● TASK OBJECTIVE:
Copy the data from the line that contains "Could you please point out the asphalt" to its last line, exactly, including both of those lines and leaving out everything before.

● DATA:
————

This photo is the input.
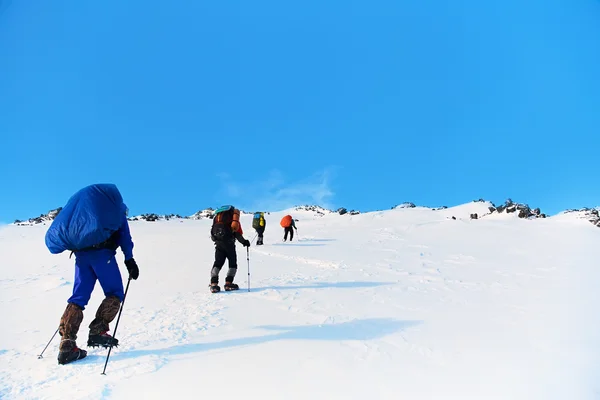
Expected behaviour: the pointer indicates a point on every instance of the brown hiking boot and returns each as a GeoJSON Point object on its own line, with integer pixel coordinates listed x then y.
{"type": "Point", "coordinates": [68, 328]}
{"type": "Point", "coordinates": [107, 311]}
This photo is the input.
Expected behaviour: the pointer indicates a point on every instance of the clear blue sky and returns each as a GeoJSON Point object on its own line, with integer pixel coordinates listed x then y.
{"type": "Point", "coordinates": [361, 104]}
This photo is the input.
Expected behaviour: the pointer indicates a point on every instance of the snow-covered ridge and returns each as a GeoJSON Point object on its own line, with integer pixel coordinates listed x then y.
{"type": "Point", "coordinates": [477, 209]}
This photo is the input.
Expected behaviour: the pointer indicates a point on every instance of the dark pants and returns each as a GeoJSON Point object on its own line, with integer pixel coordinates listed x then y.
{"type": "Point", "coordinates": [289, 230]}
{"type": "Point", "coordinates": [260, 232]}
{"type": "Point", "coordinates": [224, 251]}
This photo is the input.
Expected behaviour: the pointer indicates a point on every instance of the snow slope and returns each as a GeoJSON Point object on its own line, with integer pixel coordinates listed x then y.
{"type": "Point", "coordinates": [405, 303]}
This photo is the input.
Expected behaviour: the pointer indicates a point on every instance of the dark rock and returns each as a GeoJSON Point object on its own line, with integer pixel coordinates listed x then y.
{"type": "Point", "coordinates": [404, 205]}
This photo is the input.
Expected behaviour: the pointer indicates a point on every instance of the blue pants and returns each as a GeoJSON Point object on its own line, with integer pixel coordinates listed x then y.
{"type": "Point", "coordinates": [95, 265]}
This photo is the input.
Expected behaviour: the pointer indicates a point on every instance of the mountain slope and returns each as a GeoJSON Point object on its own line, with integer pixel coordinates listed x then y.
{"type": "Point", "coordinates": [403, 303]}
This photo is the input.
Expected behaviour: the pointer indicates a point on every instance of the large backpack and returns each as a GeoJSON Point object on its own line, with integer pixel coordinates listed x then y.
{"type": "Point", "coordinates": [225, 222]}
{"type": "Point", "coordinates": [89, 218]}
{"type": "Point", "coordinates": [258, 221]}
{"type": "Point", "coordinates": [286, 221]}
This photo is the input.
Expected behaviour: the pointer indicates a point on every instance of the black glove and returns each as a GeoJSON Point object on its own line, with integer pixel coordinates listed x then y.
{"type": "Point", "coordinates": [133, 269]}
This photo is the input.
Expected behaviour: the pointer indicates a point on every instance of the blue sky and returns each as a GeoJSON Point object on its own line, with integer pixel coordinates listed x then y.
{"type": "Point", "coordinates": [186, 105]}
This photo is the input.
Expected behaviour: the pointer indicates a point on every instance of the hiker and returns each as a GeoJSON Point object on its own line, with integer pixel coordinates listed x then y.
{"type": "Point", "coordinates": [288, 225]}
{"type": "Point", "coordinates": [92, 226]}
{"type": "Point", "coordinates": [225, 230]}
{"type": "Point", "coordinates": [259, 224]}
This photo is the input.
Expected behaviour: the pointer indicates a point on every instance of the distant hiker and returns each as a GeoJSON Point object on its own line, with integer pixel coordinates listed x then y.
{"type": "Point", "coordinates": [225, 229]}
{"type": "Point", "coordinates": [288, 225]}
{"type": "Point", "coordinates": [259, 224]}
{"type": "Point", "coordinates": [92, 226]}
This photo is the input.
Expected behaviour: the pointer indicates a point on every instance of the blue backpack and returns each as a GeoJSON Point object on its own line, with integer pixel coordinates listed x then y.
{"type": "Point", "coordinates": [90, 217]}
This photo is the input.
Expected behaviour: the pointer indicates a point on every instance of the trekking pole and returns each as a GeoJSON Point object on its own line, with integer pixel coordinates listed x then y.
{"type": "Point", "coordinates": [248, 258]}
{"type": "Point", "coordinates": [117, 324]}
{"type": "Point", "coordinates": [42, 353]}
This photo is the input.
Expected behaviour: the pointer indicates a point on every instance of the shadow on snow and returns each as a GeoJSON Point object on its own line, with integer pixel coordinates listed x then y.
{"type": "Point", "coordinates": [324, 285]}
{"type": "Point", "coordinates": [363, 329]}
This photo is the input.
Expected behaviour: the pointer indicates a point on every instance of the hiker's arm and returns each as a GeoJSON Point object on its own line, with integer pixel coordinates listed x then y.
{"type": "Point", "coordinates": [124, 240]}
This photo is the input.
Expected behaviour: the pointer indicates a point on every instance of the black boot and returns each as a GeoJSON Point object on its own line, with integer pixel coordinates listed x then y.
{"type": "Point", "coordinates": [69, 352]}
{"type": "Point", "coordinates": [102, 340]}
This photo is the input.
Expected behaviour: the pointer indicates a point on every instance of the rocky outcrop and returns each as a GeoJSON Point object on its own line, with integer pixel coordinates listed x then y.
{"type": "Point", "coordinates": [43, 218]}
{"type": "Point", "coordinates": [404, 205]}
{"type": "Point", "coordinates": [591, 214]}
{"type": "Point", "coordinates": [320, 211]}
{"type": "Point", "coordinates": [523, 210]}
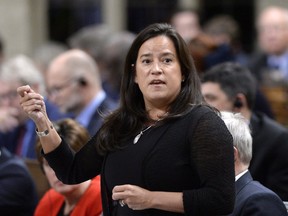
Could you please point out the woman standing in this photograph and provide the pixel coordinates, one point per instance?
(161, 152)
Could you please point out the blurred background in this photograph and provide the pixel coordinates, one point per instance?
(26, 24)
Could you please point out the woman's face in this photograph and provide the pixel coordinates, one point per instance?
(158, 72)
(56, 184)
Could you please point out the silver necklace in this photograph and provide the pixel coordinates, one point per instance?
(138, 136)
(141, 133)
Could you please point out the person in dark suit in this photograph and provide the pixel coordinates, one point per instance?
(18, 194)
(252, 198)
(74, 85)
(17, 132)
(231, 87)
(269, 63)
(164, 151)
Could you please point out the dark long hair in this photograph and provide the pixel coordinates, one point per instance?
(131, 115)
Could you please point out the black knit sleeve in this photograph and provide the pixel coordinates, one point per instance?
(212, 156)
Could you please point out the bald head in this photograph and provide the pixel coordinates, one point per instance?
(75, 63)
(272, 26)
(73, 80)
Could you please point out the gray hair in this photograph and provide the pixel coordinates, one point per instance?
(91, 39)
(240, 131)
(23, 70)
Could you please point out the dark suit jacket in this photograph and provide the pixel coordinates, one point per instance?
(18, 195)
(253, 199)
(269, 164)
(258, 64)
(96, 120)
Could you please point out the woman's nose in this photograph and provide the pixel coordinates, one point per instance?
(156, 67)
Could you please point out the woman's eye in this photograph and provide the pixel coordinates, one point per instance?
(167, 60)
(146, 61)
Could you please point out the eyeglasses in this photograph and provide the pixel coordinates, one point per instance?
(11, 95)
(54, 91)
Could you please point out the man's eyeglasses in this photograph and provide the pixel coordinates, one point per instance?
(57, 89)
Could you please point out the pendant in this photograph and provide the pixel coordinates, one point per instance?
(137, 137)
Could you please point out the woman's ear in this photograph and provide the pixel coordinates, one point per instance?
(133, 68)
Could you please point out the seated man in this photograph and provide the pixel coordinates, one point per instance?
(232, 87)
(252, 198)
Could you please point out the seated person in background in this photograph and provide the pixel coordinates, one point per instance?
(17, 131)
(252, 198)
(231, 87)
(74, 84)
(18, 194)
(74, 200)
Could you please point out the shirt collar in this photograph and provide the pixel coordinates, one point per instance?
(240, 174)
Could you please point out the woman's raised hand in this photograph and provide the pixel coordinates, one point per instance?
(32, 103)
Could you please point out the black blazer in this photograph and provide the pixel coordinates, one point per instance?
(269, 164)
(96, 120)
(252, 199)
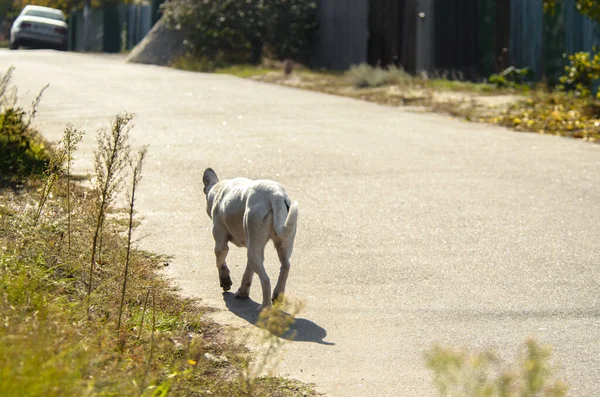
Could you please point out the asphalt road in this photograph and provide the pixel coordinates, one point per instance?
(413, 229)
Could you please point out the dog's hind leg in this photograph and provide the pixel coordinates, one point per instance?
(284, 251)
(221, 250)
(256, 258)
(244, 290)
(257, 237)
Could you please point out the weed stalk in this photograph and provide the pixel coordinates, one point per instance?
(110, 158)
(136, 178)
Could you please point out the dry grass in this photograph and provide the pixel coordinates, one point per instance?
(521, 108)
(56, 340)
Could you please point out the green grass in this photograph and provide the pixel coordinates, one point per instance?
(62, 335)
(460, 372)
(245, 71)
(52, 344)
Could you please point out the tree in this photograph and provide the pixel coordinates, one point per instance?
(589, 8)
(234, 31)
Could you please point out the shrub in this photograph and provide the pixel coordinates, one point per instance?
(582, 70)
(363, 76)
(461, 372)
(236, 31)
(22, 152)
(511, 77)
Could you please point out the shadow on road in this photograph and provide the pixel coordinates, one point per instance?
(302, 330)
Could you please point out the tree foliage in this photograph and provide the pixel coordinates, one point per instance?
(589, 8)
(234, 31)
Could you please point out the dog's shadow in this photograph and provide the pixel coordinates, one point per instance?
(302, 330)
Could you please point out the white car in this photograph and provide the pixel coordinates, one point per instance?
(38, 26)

————

● EXERCISE SOLUTION:
Could you please point out the asphalt road in this photograph and provide the pixel coordinates, one point per instance?
(413, 229)
Could you please point out the dog's hind leg in this photograph and provide the pixel coordinates, one point per instance?
(284, 251)
(221, 250)
(256, 258)
(244, 290)
(257, 237)
Could you please point out the weed stalk in this photograph and provide the pixel coordinates, one point per instance?
(110, 158)
(136, 178)
Could you please point out the dry grass in this photograph and provide the pixel coordinates, one point per instance?
(521, 108)
(56, 340)
Could you please point out the green grass in this photograph and provide the pixel coordinates, one point per instance?
(62, 335)
(460, 372)
(245, 71)
(52, 344)
Could you please point out the tree in this photograph and provide the pixel coordinates, one point per instance?
(589, 8)
(234, 31)
Could you please point out the shrub in this photograph and provide the pixel coordinates, one point per instance?
(582, 70)
(363, 76)
(461, 372)
(236, 31)
(22, 152)
(511, 77)
Could you please point out the shadow on road in this photograph and provide the pixel coordinates, one point per instance?
(302, 330)
Could you please point out the tree foliage in this photograph and provide the pixel coordinates, one point per instance?
(589, 8)
(234, 31)
Could you please point out the dog's shadow in this photograph and provide the pixel coordinates, one point per instance?
(302, 330)
Could you please point out the white car in this photograph and provide the pixel coordinates, one point per instance?
(38, 26)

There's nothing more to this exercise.